**Trecho fornecido:**
Na verdade, segundo o professor, o Brasil sequer tem um projeto de desenvolvimento, uma vez que a crise está sendo combatida com medidas de curto prazo quando seu déficit energético é conhecido há longa data. Embora seja a oitava economia do mundo, o País ocupa a octogésima posição em cota de energia elétrica por habitante/ano. São 2 mil quilowatts em média por ano para o brasileiro, contra 20 mil para um norte-americano. “No Nordeste esta média não chega a 900 quilowatts”, lembra. “Enquanto uns têm tanta luz que a casa mais parece uma árvore de Natal, outros nunca acenderam uma lâmpada”, compara, atribuindo o contraste à concentração de renda.

Imagem forjada – Por isso, Mohamed Habib considera forjada a imagem propagada nas últimas semanas de que o Brasil corre o risco de ficar sem energia por que há déficit, como se isso fosse uma novidade. “A falta de energia é histórica quando comparada com os países desenvolvidos. Assim, quando associamos energia e eletricidade ao desenvolvimento, percebemos as dificuldades de crescimento econômico do país, já que sua cota não permite mais empreendimentos e só nos resta ficar patinando nesta luta de desemprego, pobreza e miséria”, diz.

**Trechos de registros de anotação:**

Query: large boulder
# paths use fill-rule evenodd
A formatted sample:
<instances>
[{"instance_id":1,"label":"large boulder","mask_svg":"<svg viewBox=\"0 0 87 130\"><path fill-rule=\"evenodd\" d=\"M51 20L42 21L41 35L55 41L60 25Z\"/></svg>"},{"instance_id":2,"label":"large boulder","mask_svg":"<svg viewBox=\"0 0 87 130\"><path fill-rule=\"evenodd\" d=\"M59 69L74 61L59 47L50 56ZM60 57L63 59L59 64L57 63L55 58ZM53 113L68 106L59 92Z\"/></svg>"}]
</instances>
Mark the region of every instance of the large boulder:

**Tarefa curta A:** No trecho sobre o déficit energético do Brasil, qual posição o País ocupa em cota de energia elétrica por habitante/ano?
**Tarefa curta B:** Imprima, do trecho sobre o déficit energético do Brasil, a parte que se abre com as palavras "Na verdade, segundo" e se fecha com "concentração de renda.".

**Resposta esperada A:** A octogésima posição.

**Resposta esperada B:**
Na verdade, segundo o professor, o Brasil sequer tem um projeto de desenvolvimento, uma vez que a crise está sendo combatida com medidas de curto prazo quando seu déficit energético é conhecido há longa data. Embora seja a oitava economia do mundo, o País ocupa a octogésima posição em cota de energia elétrica por habitante/ano. São 2 mil quilowatts em média por ano para o brasileiro, contra 20 mil para um norte-americano. “No Nordeste esta média não chega a 900 quilowatts”, lembra. “Enquanto uns têm tanta luz que a casa mais parece uma árvore de Natal, outros nunca acenderam uma lâmpada”, compara, atribuindo o contraste à concentração de renda.